------ RECORDS SHOWN ------

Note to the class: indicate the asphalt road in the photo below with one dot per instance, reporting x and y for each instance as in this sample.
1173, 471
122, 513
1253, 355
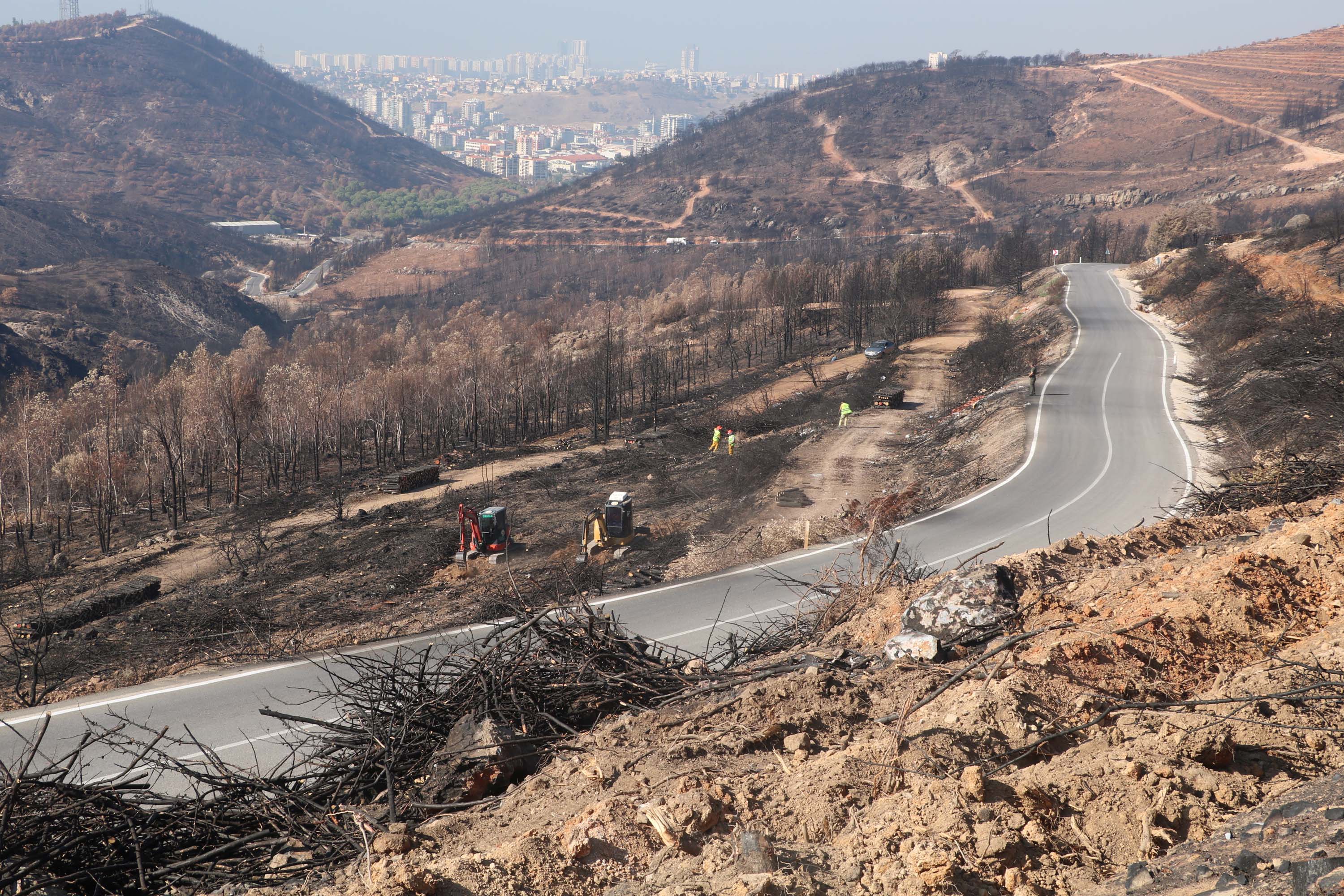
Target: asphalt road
1105, 453
254, 285
311, 281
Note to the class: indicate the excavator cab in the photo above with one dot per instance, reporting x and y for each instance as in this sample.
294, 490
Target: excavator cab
611, 526
494, 530
619, 515
482, 532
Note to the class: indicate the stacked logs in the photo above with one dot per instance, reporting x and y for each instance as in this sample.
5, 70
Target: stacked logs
414, 734
409, 480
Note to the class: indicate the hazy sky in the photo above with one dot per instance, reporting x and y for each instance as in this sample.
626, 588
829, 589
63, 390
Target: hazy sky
762, 35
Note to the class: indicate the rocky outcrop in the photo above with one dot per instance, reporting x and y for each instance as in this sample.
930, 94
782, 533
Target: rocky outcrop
940, 166
1129, 198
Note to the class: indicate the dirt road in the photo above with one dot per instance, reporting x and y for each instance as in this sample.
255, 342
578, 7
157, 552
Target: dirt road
702, 190
831, 469
1312, 156
201, 560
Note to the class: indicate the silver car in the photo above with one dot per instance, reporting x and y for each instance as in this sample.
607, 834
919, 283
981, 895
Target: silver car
879, 349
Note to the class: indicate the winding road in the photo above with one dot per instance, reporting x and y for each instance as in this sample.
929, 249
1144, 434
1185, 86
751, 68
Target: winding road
1105, 453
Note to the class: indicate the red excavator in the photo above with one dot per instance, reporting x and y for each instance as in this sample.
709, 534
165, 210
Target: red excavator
482, 532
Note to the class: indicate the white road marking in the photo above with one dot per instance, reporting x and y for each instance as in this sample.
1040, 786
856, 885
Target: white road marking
1162, 388
831, 548
236, 676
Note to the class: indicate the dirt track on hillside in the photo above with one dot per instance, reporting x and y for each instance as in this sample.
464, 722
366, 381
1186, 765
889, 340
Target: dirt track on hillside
830, 470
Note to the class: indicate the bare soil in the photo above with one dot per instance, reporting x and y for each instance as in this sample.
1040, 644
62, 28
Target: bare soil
974, 792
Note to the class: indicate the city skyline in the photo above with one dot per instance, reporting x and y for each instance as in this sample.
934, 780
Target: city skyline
793, 35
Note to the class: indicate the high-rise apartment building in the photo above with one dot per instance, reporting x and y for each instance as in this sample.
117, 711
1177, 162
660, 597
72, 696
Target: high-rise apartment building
373, 104
672, 127
472, 108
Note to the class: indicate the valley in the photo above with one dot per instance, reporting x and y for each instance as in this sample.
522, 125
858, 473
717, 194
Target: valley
1018, 569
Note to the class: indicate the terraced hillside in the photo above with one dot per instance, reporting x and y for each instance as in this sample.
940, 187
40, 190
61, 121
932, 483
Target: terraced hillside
1260, 82
1254, 132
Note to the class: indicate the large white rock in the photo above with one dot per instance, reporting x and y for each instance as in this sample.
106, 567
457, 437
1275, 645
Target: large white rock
968, 606
912, 645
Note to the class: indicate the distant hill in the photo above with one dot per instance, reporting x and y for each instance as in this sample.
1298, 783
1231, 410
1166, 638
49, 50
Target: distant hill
171, 117
57, 322
39, 233
878, 150
897, 148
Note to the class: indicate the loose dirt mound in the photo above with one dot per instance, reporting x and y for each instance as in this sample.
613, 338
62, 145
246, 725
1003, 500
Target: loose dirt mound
1136, 714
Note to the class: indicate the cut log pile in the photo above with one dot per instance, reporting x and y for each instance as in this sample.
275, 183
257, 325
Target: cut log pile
409, 480
414, 734
90, 609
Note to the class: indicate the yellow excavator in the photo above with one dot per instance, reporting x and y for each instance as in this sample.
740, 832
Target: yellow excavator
608, 527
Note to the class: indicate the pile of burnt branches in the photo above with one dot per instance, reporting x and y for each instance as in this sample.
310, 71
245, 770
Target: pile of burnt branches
396, 737
1284, 481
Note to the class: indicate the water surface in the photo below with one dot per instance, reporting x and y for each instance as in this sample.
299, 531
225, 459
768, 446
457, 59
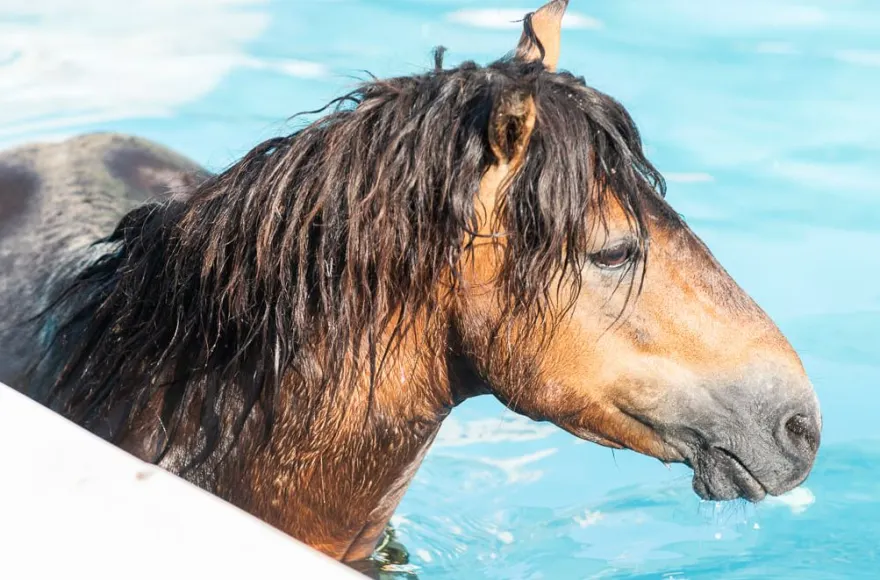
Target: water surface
762, 114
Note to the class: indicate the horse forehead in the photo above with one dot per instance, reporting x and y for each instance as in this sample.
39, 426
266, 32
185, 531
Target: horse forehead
18, 189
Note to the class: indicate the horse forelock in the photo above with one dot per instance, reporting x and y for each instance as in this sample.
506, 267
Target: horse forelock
309, 259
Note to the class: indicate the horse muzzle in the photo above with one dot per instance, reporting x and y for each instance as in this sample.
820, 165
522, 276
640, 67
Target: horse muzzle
750, 440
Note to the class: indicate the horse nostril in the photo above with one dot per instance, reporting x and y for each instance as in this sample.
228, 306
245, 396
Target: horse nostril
801, 430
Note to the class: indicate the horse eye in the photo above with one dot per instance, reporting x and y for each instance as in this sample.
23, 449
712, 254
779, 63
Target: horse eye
615, 256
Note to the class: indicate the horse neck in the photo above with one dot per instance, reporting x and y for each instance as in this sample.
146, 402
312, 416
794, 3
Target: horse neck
336, 485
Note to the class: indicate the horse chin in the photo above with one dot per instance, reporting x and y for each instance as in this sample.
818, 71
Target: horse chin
719, 475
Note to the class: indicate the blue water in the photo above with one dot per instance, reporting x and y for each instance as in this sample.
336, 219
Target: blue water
762, 113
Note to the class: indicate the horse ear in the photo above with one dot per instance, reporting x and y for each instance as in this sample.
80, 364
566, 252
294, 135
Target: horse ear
511, 125
542, 30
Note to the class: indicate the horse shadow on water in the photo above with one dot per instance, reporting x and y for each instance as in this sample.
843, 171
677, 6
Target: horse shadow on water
290, 333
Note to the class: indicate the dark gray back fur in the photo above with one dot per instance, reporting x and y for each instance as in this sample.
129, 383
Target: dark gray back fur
56, 200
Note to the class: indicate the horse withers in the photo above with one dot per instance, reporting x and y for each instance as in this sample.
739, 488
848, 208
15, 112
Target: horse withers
290, 333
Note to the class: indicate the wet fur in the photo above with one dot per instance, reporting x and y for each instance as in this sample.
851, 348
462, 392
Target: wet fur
243, 324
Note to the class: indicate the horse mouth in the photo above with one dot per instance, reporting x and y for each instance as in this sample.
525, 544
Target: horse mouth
719, 475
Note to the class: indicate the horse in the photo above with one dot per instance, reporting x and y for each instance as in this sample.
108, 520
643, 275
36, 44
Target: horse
289, 333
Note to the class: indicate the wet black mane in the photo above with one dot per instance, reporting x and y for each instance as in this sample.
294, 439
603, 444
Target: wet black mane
298, 256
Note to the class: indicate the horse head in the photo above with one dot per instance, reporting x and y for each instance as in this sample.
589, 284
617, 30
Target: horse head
588, 302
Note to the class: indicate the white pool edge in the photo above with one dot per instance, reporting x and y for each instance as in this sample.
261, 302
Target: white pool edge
74, 506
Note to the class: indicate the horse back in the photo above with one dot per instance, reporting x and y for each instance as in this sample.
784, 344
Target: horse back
56, 200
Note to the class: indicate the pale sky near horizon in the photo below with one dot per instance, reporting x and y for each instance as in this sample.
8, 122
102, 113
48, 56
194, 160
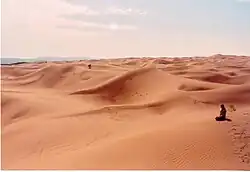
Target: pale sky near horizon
118, 28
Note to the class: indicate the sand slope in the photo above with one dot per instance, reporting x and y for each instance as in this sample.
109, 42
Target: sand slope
126, 114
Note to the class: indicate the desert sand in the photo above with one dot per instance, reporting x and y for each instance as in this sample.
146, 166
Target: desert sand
134, 113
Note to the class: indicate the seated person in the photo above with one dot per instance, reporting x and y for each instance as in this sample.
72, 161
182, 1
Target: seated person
223, 113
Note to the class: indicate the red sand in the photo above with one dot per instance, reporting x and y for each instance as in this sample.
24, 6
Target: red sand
126, 114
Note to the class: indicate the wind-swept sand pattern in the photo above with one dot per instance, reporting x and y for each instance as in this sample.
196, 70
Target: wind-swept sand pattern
138, 113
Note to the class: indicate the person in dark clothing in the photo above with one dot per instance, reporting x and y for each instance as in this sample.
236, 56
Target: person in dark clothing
223, 113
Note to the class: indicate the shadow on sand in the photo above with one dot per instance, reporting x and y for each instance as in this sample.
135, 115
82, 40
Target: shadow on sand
223, 119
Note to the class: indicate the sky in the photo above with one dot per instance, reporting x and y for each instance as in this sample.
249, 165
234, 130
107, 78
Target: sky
121, 28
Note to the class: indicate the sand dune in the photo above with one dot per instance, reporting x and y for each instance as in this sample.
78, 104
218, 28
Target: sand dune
137, 113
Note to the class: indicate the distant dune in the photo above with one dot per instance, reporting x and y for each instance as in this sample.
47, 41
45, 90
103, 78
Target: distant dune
134, 113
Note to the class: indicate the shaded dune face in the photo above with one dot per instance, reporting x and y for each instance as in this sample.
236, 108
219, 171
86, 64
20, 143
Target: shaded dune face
126, 114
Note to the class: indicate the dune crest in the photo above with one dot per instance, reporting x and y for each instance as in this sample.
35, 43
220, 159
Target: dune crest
135, 113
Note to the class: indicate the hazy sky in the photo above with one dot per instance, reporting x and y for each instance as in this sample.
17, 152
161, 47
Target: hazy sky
119, 28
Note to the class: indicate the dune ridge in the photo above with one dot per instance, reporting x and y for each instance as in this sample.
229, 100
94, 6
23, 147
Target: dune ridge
135, 113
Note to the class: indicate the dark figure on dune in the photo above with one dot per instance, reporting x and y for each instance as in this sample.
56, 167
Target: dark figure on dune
223, 113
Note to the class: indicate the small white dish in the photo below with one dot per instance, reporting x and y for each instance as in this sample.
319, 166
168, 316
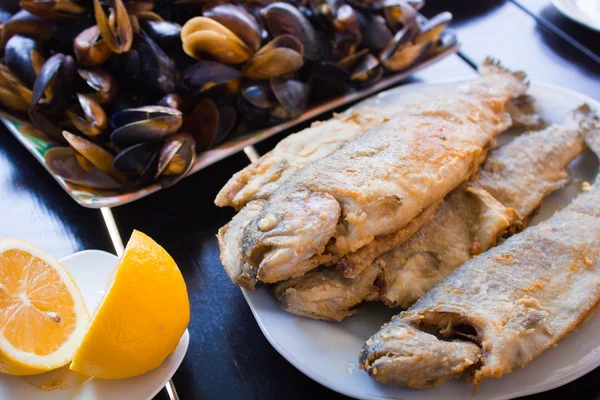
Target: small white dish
91, 270
585, 12
327, 351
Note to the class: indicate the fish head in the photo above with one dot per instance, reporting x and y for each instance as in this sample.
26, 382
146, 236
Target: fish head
289, 230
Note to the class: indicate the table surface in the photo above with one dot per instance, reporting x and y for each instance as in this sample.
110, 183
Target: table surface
228, 355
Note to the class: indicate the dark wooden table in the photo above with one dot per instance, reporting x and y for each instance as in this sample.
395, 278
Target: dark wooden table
228, 357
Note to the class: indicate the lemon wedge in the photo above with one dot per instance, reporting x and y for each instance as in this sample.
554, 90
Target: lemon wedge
43, 316
141, 318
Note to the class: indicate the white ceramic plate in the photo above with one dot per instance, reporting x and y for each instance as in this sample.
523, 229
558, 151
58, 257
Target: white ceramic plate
91, 270
586, 12
327, 351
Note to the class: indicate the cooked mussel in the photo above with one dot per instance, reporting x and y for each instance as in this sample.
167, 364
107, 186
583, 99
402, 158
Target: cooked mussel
52, 87
88, 117
144, 124
90, 48
63, 162
14, 95
283, 18
210, 78
175, 159
98, 83
202, 37
279, 57
239, 21
24, 56
116, 29
54, 10
364, 67
138, 162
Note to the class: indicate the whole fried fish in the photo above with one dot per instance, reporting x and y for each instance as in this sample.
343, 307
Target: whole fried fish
376, 184
260, 179
500, 310
469, 221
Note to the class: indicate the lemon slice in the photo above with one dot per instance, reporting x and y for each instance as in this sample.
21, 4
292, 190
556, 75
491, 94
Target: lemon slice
43, 316
141, 318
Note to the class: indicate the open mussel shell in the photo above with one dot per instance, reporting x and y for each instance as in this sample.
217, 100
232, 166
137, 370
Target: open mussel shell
406, 55
166, 34
279, 57
116, 29
52, 10
89, 118
144, 124
14, 95
98, 156
282, 18
90, 48
291, 94
239, 21
25, 23
376, 34
433, 28
138, 162
98, 84
175, 159
202, 36
364, 67
328, 81
24, 57
203, 123
210, 78
399, 14
62, 161
52, 87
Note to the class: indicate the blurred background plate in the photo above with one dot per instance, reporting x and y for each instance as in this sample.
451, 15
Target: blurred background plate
586, 12
36, 143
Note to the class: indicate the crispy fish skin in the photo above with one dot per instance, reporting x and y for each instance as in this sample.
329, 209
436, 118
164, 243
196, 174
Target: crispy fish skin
259, 180
380, 181
230, 243
513, 302
511, 183
469, 221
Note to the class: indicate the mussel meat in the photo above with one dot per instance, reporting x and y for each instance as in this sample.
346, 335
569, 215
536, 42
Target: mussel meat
279, 57
25, 58
239, 21
283, 18
202, 36
90, 48
116, 29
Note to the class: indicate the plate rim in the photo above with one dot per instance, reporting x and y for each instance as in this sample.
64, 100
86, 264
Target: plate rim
561, 6
565, 379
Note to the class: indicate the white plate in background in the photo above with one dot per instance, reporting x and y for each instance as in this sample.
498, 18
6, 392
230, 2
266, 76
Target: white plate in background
91, 270
585, 12
327, 351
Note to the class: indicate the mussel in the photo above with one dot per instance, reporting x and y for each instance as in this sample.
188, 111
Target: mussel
283, 18
144, 124
25, 58
64, 162
202, 36
239, 21
116, 29
279, 57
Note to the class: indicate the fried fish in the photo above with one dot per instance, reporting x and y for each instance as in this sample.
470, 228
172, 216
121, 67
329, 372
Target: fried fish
469, 221
377, 183
260, 179
500, 310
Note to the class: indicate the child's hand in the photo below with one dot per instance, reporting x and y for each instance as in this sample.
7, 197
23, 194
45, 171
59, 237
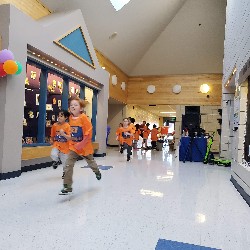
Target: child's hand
78, 146
61, 131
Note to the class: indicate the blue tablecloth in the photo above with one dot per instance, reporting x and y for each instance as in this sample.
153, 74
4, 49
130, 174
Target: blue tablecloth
197, 150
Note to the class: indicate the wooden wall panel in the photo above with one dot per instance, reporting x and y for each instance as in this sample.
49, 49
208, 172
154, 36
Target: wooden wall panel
33, 8
114, 91
29, 153
190, 94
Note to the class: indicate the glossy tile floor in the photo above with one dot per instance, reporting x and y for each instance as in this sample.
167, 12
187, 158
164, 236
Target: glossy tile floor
134, 205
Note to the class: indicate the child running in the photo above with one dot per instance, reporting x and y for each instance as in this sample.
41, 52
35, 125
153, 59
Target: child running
146, 133
80, 143
60, 148
127, 137
136, 135
119, 137
154, 133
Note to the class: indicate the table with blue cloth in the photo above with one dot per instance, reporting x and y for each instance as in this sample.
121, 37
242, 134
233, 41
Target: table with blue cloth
192, 149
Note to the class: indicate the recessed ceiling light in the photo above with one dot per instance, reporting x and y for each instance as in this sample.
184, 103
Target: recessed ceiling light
168, 112
119, 4
112, 36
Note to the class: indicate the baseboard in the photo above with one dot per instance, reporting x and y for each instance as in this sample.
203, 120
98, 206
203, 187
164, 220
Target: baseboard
100, 155
35, 167
9, 175
242, 192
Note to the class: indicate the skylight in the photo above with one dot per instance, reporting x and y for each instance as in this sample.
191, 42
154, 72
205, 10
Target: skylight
119, 4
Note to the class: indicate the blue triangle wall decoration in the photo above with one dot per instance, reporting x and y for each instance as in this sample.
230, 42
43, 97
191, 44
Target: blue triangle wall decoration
75, 43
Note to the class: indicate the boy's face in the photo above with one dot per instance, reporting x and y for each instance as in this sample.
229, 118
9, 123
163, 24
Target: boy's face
75, 108
125, 122
61, 118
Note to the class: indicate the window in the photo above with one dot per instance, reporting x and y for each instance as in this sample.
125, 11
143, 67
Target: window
31, 104
88, 99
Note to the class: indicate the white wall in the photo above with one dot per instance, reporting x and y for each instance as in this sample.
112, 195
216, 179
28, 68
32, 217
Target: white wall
116, 113
237, 37
236, 54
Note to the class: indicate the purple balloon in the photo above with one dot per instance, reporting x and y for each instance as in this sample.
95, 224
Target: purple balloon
6, 55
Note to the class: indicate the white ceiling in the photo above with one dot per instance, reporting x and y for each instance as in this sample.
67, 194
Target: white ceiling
155, 37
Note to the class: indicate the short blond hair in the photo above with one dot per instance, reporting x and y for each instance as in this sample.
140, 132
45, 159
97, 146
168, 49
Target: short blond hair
76, 98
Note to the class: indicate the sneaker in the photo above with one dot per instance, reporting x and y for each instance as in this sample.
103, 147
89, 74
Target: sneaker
66, 189
55, 164
98, 175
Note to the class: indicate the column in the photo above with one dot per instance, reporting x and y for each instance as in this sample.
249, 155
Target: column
42, 106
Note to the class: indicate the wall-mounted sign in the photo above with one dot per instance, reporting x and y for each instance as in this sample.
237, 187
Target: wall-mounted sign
245, 72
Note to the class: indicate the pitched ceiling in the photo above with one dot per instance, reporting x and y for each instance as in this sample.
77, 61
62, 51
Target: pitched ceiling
155, 37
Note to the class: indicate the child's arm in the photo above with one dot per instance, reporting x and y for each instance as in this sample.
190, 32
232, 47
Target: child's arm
87, 128
67, 135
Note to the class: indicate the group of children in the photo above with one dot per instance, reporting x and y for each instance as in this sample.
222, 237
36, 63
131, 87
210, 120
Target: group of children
71, 140
128, 135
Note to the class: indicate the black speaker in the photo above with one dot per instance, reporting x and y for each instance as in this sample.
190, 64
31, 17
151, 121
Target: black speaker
192, 110
191, 121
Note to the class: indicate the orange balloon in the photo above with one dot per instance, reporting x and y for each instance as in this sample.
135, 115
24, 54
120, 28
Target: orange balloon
10, 67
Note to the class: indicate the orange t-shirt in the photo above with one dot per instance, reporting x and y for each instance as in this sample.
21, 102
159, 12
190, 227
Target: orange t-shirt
164, 130
154, 133
127, 139
60, 142
119, 134
80, 127
146, 133
136, 135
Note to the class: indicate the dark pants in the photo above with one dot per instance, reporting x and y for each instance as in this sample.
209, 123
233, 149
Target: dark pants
153, 143
129, 149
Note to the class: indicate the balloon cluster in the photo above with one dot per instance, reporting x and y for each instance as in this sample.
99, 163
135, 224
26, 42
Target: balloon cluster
8, 65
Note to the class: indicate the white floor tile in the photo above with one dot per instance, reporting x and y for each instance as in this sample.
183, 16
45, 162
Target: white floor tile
136, 203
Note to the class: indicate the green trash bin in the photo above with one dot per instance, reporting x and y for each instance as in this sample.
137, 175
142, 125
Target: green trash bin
159, 145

------

YOUR OBJECTIVE
If a line of the records contains the word "below", count it; give only the total.

WRITTEN ANSWER
5